L’artificialisation des sols est un autre problème majeur. Le Luxembourg est, avec la Belgique, le pays le plus morcelé d’Europe, où les obstacles artificiels comme les routes, les voies ferrées ou les zones d’habitation sont les plus nombreux. De plus, chaque jour, environ 5 000 m² de surface naturelle sont bétonnés (autour de 240 terrains de foot par an). Ce rythme, rapporté à la taille du pays, est largement au-dessus de la moyenne européenne. Dans un contexte où la pénurie de logements est une réalité extrêmement préoccupante, le sujet est forcément sensible. Plus construire, plus vite est une nécessité, mais il conviendra de ne pas le faire n’importe où.
La cause de l’environnement n’est pourtant, et heureusement, pas une cause perdue. Elle demande toutefois un engagement fort et durable. Plusieurs lois adoptées ces dernières années permettent de mieux encadrer les efforts pour le maintien et la restauration de la biodiversité. La loi du 18 juillet 2018 pour la protection et la restauration de la nature et des ressources naturelles, celle sur les forêts (12 juillet 2023) ou encore la modernisation de la loi sur l’eau potable (23 décembre 2022) ont amélioré l’arsenal juridique chargé de protéger l’environnement.
45 % des jeunes sont écoanxieux
L’adoption du troisième Plan national pour la protection de la nature (PNPN) en janvier 2023 garantit les actions et les mesures à mener jusqu’en 2027, année où elles seront réévaluées avant d’atteindre la fin du plan en 2030. Ce programme ambitieux est bâti sur quatre piliers.

_Données extraites_
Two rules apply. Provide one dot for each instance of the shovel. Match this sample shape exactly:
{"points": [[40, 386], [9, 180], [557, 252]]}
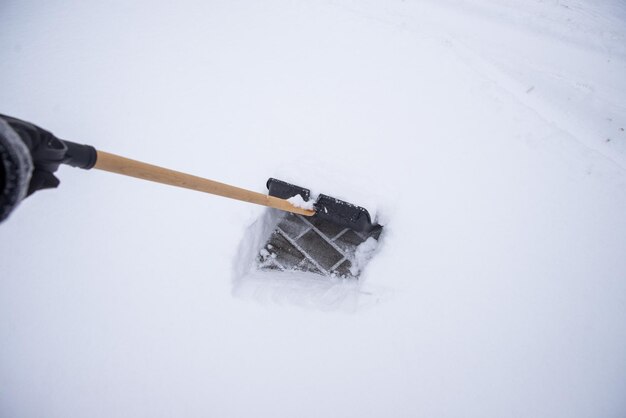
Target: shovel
{"points": [[326, 208]]}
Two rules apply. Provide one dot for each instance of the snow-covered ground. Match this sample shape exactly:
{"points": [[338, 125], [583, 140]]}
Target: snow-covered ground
{"points": [[487, 135]]}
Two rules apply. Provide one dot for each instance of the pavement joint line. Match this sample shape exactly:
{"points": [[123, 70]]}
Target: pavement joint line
{"points": [[338, 263], [295, 244], [300, 235]]}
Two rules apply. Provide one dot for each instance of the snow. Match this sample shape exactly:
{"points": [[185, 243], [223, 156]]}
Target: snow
{"points": [[363, 255], [485, 135], [299, 202]]}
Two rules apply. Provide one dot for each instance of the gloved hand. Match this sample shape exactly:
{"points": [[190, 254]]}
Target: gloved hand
{"points": [[46, 151], [29, 155]]}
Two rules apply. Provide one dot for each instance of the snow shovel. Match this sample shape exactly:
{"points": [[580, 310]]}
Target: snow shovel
{"points": [[324, 240], [326, 208]]}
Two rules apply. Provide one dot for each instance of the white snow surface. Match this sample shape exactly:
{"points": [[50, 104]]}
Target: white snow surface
{"points": [[486, 135]]}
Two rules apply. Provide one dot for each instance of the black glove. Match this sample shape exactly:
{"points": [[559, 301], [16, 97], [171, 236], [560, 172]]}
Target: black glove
{"points": [[46, 152], [29, 157]]}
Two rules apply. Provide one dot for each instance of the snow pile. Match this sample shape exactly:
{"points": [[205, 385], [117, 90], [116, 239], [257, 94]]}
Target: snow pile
{"points": [[299, 202], [487, 133]]}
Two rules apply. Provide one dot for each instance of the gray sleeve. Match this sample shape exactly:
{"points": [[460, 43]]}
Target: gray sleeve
{"points": [[16, 168]]}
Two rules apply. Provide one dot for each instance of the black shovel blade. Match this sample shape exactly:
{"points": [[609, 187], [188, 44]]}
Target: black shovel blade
{"points": [[327, 208]]}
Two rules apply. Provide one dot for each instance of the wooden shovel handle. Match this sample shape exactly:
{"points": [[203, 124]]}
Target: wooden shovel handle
{"points": [[125, 166]]}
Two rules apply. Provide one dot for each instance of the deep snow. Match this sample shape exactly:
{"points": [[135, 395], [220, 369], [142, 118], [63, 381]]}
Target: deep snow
{"points": [[488, 137]]}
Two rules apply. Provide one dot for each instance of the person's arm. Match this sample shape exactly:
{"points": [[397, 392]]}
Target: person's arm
{"points": [[29, 155]]}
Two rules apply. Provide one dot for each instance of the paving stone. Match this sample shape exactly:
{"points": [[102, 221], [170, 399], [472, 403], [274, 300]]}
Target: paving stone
{"points": [[293, 225], [344, 269], [286, 254], [308, 267], [314, 248], [327, 228], [320, 250]]}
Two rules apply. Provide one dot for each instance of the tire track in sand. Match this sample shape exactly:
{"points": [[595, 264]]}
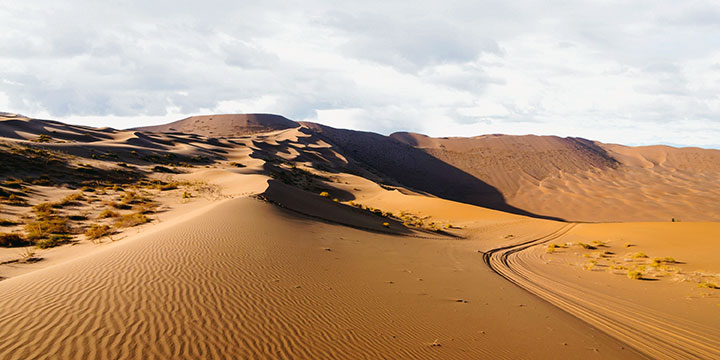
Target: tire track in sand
{"points": [[655, 334]]}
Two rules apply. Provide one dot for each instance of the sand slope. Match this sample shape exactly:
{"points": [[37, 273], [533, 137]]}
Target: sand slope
{"points": [[581, 180], [246, 280]]}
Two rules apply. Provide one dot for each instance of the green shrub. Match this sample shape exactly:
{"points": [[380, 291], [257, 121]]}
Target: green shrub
{"points": [[13, 240], [8, 222], [44, 227], [107, 213], [54, 240], [131, 220], [97, 231]]}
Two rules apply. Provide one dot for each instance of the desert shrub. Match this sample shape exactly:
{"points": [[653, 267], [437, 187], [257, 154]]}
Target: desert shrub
{"points": [[586, 246], [167, 186], [132, 197], [43, 138], [70, 199], [635, 274], [13, 240], [43, 209], [42, 228], [97, 231], [131, 220], [15, 200], [13, 183], [8, 222], [54, 240], [162, 169], [107, 213]]}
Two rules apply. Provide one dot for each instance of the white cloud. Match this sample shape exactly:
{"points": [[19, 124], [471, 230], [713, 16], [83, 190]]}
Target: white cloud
{"points": [[637, 73]]}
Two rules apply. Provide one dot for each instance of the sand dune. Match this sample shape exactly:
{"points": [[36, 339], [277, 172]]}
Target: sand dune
{"points": [[225, 125], [581, 180], [244, 279], [274, 239]]}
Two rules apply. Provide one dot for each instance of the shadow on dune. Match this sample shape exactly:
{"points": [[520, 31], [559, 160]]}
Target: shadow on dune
{"points": [[416, 169]]}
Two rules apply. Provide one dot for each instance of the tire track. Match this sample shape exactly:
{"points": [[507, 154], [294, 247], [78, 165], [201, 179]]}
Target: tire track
{"points": [[654, 334]]}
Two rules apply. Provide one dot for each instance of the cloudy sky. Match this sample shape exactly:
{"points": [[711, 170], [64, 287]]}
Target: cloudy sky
{"points": [[631, 72]]}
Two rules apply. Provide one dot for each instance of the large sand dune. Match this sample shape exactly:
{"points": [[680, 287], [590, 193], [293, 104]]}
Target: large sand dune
{"points": [[274, 239]]}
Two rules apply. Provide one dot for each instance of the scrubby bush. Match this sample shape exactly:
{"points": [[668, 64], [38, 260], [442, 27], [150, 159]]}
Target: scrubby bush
{"points": [[131, 220], [44, 227], [107, 213], [54, 240], [8, 222], [96, 231], [13, 240]]}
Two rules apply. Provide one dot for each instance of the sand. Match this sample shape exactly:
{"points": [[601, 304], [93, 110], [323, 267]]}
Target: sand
{"points": [[255, 263]]}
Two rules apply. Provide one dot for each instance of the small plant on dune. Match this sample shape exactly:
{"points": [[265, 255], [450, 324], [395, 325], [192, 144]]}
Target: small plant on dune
{"points": [[162, 169], [70, 199], [635, 274], [585, 246], [167, 186], [8, 222], [43, 138], [107, 213], [43, 209], [45, 227], [131, 220], [97, 231], [54, 240], [15, 200], [13, 240], [13, 183]]}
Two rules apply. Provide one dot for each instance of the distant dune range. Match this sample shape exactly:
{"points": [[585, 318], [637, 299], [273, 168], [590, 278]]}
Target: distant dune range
{"points": [[544, 176], [270, 238]]}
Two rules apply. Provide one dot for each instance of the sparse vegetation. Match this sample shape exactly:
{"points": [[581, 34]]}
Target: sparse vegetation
{"points": [[13, 240], [43, 228], [97, 231], [708, 285], [585, 246], [131, 220], [53, 240], [635, 274], [107, 213], [8, 222]]}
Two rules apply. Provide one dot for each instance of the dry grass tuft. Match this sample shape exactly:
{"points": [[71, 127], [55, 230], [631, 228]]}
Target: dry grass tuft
{"points": [[131, 220], [13, 240], [97, 231]]}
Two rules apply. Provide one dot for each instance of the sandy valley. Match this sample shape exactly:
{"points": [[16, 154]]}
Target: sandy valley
{"points": [[254, 236]]}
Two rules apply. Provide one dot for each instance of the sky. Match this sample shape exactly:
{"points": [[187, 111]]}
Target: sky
{"points": [[630, 72]]}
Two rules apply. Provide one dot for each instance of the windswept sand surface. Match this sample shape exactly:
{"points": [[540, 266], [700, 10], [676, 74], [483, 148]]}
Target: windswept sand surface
{"points": [[296, 240], [582, 180], [247, 280]]}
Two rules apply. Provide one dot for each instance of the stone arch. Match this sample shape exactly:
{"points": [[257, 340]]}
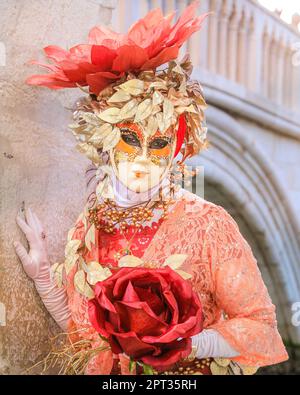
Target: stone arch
{"points": [[238, 172]]}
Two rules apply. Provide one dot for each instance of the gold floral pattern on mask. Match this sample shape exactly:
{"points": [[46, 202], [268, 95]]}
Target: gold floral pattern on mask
{"points": [[135, 142]]}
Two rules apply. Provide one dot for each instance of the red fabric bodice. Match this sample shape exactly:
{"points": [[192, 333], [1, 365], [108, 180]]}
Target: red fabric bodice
{"points": [[110, 244]]}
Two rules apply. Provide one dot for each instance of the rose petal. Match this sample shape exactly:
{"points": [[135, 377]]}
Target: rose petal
{"points": [[130, 57], [178, 350], [103, 56], [139, 318]]}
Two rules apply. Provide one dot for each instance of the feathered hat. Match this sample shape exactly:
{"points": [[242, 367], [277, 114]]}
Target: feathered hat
{"points": [[125, 83]]}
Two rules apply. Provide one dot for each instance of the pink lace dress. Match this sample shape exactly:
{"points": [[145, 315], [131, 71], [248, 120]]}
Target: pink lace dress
{"points": [[224, 272]]}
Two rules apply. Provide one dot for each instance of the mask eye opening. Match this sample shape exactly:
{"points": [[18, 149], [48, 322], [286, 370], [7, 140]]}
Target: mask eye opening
{"points": [[130, 137]]}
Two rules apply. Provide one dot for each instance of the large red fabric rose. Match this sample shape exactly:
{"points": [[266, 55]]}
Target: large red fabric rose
{"points": [[143, 312]]}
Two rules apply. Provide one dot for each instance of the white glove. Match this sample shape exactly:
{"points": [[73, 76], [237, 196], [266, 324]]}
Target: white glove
{"points": [[37, 266], [210, 344]]}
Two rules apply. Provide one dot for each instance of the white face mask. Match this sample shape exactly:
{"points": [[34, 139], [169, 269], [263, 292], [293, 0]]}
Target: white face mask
{"points": [[140, 162]]}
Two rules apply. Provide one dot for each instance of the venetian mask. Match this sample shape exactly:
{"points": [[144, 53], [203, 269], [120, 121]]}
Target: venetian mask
{"points": [[140, 161]]}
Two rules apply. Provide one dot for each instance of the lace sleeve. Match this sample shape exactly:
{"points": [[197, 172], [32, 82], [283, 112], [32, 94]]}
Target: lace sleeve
{"points": [[250, 324]]}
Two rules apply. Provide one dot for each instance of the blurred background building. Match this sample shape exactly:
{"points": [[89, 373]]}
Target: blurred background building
{"points": [[247, 59]]}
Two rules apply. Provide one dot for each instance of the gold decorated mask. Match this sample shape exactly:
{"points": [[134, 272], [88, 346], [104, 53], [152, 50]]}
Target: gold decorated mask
{"points": [[141, 161]]}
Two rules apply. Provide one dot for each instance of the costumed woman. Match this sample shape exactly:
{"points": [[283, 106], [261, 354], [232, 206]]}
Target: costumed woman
{"points": [[155, 278]]}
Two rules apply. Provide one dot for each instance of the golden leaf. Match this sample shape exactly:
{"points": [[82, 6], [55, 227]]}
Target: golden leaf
{"points": [[111, 115], [70, 262], [175, 261], [96, 273], [100, 134], [134, 87], [130, 261], [57, 273], [129, 110], [168, 109], [82, 286], [90, 118], [157, 98], [119, 97], [72, 247], [144, 110], [160, 120], [178, 69], [249, 370], [70, 234], [112, 140], [158, 85], [90, 151], [90, 237], [218, 370]]}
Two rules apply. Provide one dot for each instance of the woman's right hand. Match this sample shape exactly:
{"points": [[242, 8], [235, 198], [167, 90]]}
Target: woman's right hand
{"points": [[35, 262]]}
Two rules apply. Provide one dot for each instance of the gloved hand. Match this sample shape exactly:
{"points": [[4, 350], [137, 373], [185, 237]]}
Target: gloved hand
{"points": [[37, 266], [210, 344]]}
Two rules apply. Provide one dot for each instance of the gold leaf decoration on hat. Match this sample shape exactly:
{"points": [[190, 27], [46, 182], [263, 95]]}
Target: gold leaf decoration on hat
{"points": [[129, 110], [144, 110], [134, 87], [154, 99]]}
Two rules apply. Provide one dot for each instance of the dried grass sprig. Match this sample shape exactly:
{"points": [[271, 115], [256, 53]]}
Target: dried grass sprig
{"points": [[72, 357]]}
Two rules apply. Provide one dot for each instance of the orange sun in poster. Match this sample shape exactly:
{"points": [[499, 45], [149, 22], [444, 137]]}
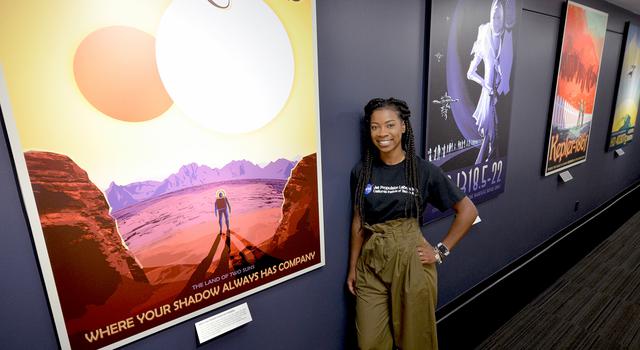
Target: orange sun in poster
{"points": [[115, 69]]}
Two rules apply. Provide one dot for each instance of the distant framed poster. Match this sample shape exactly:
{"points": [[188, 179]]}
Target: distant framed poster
{"points": [[471, 63], [576, 85], [625, 111], [167, 154]]}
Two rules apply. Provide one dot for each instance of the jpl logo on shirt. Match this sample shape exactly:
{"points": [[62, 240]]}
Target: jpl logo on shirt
{"points": [[368, 189]]}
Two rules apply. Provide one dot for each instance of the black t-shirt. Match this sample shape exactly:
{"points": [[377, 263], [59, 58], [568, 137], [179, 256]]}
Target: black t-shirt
{"points": [[387, 191]]}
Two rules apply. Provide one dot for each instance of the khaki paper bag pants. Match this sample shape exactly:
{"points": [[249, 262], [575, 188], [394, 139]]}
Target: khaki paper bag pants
{"points": [[396, 294]]}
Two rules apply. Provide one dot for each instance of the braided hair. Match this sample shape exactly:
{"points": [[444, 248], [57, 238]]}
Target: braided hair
{"points": [[371, 153]]}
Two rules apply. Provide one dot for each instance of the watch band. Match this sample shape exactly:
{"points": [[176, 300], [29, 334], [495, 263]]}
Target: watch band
{"points": [[443, 250]]}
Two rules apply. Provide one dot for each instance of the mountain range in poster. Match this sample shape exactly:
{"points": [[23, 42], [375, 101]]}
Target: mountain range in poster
{"points": [[163, 257]]}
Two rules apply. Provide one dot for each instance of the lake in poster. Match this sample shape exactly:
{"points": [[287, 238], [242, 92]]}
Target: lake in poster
{"points": [[471, 68], [167, 154], [626, 108], [576, 85]]}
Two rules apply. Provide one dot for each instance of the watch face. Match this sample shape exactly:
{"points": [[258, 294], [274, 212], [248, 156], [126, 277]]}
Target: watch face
{"points": [[443, 249]]}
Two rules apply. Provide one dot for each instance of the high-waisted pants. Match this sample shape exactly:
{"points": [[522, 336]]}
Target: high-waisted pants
{"points": [[396, 293]]}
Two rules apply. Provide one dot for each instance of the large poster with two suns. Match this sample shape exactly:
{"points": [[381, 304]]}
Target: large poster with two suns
{"points": [[167, 154], [576, 84]]}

_Exercices à faire_
1/ Répondez à ces questions à l'aide du texte sur l'environnement au Luxembourg.
(a) Avec quel autre pays le Luxembourg est-il le plus morcelé d'Europe ?
(b) À quelle date a été adoptée la loi sur les forêts ?
(c) Jusqu'à quelle année le troisième Plan national pour la protection de la nature garantit-il les actions à mener ?
2/ Écrivez la suite du texte sur l'environnement au Luxembourg, en reprenant juste après sa dernière phrase.

_Vos réponses_
1/
(a) La Belgique.
(b) Le 12 juillet 2023.
(c) Jusqu'en 2027.

2/
Celui de la protection vise à atteindre les 30 % de surfaces protégées dans le pays (autour de 28 % aujourd’hui) et les 10 % sous protection stricte (les zones protégées d’intérêt national ne représentent que 4,2 % aujourd’hui). La restauration des habitats et écosystèmes dégradés (zones humides, pelouses sèches…) est une autre priorité. La coopération entre les différents acteurs doit être le modèle prédominant, à l’image du Pacte Nature que les communes peuvent signer depuis 2022 ou de l’excellent programme Natur genéissen qui, depuis 2014 et à l’initiative du Sicona, met en lien les agriculteurs locaux et les cuisines des structures d’accueil d’enfants des communes partenaires. Enfin, le PNPN détermine la participation du Luxembourg à des programmes de conservation internationaux (dans le parc ornithologique du Djoud, au Sénégal, notamment).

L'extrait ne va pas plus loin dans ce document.